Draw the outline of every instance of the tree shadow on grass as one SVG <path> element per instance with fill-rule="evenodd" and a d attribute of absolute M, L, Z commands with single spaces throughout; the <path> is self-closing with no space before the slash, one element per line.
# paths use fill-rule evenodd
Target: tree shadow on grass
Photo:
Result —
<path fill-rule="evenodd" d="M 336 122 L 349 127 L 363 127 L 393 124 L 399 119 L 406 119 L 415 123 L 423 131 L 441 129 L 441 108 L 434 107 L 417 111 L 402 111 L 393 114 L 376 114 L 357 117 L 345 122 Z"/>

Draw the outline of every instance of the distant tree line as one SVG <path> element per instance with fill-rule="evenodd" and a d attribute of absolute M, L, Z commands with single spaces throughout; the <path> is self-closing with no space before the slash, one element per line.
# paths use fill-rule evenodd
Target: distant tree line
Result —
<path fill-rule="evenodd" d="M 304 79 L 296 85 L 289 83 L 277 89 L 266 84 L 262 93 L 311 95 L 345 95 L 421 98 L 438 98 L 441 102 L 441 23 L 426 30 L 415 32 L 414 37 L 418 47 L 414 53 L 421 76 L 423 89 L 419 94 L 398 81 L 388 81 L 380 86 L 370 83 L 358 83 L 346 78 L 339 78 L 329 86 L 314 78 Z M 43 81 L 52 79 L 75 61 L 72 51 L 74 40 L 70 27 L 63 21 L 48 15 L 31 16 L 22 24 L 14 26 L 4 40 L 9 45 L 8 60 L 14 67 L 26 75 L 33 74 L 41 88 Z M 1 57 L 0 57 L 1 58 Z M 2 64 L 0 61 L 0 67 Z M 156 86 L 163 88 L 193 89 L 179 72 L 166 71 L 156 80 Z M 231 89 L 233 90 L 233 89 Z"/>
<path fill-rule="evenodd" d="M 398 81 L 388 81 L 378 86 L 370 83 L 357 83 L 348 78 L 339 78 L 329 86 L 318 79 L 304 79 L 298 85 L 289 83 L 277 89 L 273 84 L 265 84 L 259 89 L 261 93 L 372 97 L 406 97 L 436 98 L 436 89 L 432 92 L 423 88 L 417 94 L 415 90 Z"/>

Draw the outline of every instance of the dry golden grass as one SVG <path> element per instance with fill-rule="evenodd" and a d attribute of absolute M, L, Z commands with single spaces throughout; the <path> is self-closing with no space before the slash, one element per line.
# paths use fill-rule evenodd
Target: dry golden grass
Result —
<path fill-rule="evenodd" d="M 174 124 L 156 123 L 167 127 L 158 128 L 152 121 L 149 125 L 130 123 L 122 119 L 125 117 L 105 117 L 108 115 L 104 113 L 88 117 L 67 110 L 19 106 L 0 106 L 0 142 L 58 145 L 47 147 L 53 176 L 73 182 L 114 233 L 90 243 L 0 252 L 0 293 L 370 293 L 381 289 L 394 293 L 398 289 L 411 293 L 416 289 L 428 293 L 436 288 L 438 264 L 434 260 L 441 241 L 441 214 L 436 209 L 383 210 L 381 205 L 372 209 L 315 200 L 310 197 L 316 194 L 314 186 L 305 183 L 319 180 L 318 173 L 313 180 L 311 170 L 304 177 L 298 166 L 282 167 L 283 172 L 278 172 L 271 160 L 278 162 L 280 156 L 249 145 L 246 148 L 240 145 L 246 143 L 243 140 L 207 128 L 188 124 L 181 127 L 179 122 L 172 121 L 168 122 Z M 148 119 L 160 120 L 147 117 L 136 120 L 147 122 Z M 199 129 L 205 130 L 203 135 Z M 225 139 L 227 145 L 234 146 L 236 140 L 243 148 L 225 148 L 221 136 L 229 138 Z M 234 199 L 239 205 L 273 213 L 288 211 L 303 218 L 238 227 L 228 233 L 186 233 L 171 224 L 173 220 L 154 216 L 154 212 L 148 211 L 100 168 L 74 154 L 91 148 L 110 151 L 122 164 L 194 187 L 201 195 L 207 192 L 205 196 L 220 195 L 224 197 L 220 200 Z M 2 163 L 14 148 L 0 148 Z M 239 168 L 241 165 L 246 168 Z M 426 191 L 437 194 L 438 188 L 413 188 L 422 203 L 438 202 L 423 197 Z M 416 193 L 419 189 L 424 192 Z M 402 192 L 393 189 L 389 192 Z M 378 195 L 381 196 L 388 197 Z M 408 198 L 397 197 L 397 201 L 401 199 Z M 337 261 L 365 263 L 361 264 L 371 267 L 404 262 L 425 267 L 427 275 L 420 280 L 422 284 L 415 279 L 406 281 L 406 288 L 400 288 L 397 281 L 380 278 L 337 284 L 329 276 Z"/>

EXERCISE: State how many of the lines above contain the word "grass". Give only the number.

RESULT OF THE TASK: 4